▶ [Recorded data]
..............................

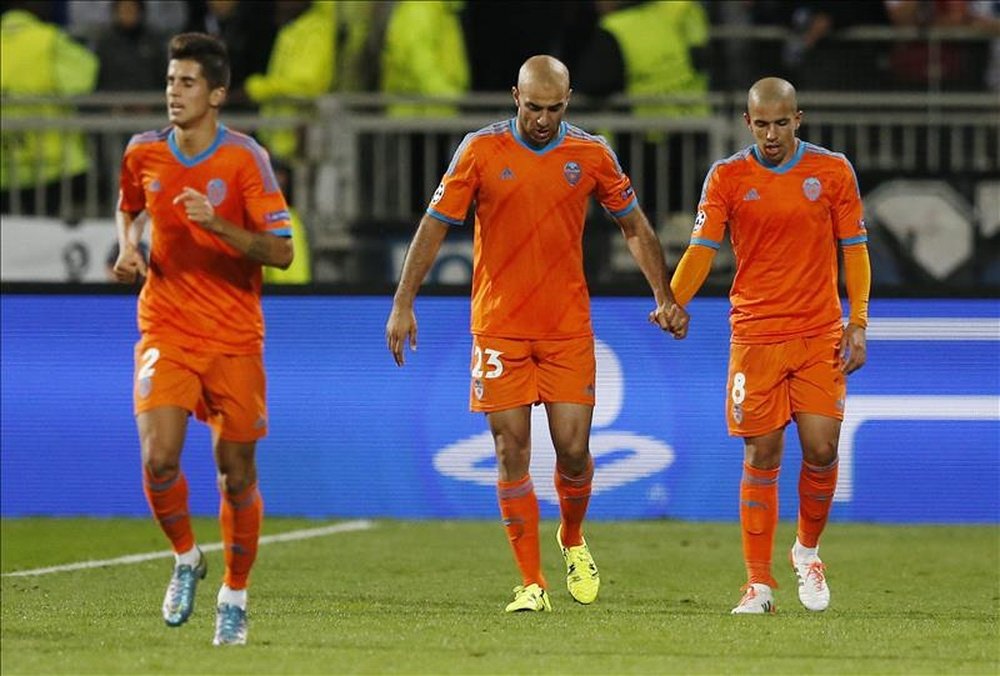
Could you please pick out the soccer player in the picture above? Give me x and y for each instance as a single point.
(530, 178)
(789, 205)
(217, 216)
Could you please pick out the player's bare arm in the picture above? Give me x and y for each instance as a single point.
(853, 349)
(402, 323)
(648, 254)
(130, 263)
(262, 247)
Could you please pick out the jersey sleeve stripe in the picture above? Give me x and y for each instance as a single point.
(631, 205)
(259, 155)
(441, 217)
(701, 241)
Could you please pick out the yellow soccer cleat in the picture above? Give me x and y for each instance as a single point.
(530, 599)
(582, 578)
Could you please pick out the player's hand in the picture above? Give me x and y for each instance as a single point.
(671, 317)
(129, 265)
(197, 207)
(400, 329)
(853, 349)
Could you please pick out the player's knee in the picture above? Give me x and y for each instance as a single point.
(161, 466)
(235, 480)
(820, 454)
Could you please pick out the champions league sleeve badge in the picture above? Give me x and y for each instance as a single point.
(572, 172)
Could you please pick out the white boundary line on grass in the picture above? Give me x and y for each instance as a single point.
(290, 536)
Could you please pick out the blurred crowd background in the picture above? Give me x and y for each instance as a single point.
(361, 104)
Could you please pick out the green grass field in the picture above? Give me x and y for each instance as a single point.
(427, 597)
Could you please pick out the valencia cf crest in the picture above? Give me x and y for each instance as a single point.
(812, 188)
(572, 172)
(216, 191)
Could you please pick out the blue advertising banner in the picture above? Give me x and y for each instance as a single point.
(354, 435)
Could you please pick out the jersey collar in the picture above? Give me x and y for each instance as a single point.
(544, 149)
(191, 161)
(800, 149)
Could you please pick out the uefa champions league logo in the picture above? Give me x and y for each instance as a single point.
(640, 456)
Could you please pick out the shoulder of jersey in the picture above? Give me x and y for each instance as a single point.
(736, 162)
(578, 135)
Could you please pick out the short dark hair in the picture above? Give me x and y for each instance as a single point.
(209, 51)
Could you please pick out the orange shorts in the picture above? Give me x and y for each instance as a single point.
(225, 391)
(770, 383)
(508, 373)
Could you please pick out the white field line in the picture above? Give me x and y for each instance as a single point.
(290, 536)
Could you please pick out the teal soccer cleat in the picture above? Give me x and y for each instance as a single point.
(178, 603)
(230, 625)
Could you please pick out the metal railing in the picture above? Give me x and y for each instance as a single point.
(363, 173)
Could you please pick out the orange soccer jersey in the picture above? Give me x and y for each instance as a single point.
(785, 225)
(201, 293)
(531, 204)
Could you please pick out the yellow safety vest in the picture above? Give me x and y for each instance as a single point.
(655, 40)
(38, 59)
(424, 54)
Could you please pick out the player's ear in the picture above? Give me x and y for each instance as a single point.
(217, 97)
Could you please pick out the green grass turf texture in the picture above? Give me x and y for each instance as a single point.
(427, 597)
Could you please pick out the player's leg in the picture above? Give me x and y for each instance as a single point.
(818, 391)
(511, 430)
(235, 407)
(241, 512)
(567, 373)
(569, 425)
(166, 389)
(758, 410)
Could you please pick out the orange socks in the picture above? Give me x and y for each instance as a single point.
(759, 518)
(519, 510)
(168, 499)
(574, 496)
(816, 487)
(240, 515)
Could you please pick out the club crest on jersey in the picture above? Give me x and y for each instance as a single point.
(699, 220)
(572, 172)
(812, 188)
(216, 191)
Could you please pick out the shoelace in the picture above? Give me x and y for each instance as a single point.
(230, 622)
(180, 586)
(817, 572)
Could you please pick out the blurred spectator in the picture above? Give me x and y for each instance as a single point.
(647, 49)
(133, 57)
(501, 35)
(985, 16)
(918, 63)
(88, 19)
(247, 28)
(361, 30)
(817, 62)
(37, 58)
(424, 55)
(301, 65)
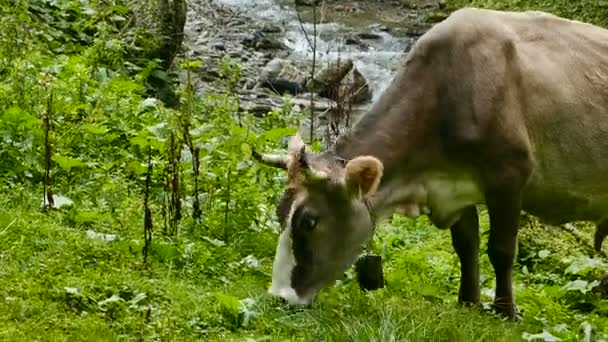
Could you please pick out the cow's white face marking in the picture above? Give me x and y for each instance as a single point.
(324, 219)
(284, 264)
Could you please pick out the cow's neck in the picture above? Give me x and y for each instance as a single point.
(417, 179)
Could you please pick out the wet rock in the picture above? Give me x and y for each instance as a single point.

..............................

▶ [Instructions for the task]
Could you write out the records again exactly, without any of their pictures?

▶ [Response area]
Could you please pick out the soccer player in the picture above? Give me x and y for each instance as a single point.
(530, 178)
(789, 205)
(217, 216)
Could you please pick out the player's bare arm in the picture above? Give me x and y for each instance as a single point.
(853, 349)
(402, 323)
(648, 254)
(130, 263)
(262, 247)
Could you please pick out the jersey sleeve stripe in the picture above? Give me x and y for each instance as a single point.
(631, 205)
(259, 155)
(441, 217)
(701, 241)
Could you please pick out the yellow soccer cleat in the picture above? Give me x and y for each instance as a single point.
(530, 599)
(582, 578)
Could you please pick out the player's hand in the picture above? Give me x and y for each instance as a single point.
(671, 317)
(129, 265)
(197, 207)
(400, 329)
(853, 349)
Could you please pick out the player's knee in the picture above? Give me x and y for each instance as a single point.
(161, 466)
(235, 480)
(820, 454)
Could you please pick out the champions league sleeve badge in the picture above? Give me x and y for each instance as a single point.
(572, 172)
Could you please pick out the white boundary line on grass in the picture above? Give me x and y for each instance as a single point.
(290, 536)
Could you please pick out the blurred crowd background in the picture above? Give me x and y for each instance as a single point.
(361, 104)
Could you please pick out the green grass field in the picture above? Give me x and y for each instance as a single point.
(427, 597)
Could you please pick out the valencia cf crest in the picture above? Give me x and y for each instance as a single point.
(812, 188)
(572, 172)
(216, 191)
Could you please pick out the blue advertising banner in the picture above? Give me x and y for each instance as a single point.
(354, 435)
Could you please pick out the jersey collar in the picture above? Give me x and y for each instance as a single point.
(544, 149)
(191, 161)
(800, 149)
Could you please pick out the uefa champions league logo in the picture above? Give me x and y for each instance as a single point.
(640, 456)
Could you please pick out the shoulder of jersey in the picture above? Give me x and y for each instance as a single point.
(736, 162)
(578, 135)
Could you please pick out the short dark hair in the picture above? Give me x and y for each instance as a single point.
(209, 51)
Could you please pick out the orange shorts in the picture above? Give me x and y for each instance as a single point.
(225, 391)
(770, 383)
(508, 373)
Could you please pick out the white field line in the picture above? Give me x and y for each instance as a single point.
(290, 536)
Could you please pick out the teal soccer cleat in the picture above? Give me x and y for each instance as a single point.
(178, 603)
(230, 625)
Could you please pick out the metal railing in the picture above? Give me x and y for each instance as a single point.
(363, 173)
Could you please pick out the orange soccer jersey in the picture above? Give me x and y for each instance as a single point.
(785, 225)
(201, 293)
(531, 204)
Could you please pick out the yellow safety vest in the picture above? Give me x and y for each instance as a single point.
(655, 40)
(38, 59)
(424, 54)
Could you please pick out the player's ear in the picture above? Give me x and y for each instance as a single point.
(217, 97)
Could you please pick out the green grass turf texture in the picture above? Give me x and y for each instance as a single point.
(427, 597)
Could you please pick out the player's leg in the picture above? Give me x and y for each instance as a single point.
(818, 391)
(511, 430)
(235, 407)
(241, 512)
(567, 373)
(569, 425)
(166, 389)
(758, 410)
Could you please pick out the orange socks in the picture above? Give me x and y for each instance as a single point.
(759, 518)
(519, 510)
(168, 499)
(574, 496)
(816, 487)
(240, 515)
Could you please pick out the club crest on jersey in the picture above? Give me x and y for each instance as a single point.
(699, 220)
(572, 172)
(812, 188)
(216, 191)
Could you please pick out the shoelace in the picture above? Give me x and y for each instance as a single point.
(230, 622)
(180, 586)
(817, 572)
Could you please pick out the blurred spectator in the picture above? Give me x and y for each instance as a single point.
(647, 49)
(133, 57)
(501, 35)
(985, 16)
(918, 63)
(88, 19)
(247, 28)
(361, 30)
(817, 62)
(37, 58)
(424, 55)
(301, 65)
Could you please pick out the cow's white face marking in the picture above? Give me x and y for each instance as a single point.
(324, 219)
(284, 264)
Could you please pick out the cow's neck in the picture above? Give me x and y for each instance as a single point.
(417, 179)
Could you please pick out the wet rock in the picture above? Give me x and y for each instance as a single point.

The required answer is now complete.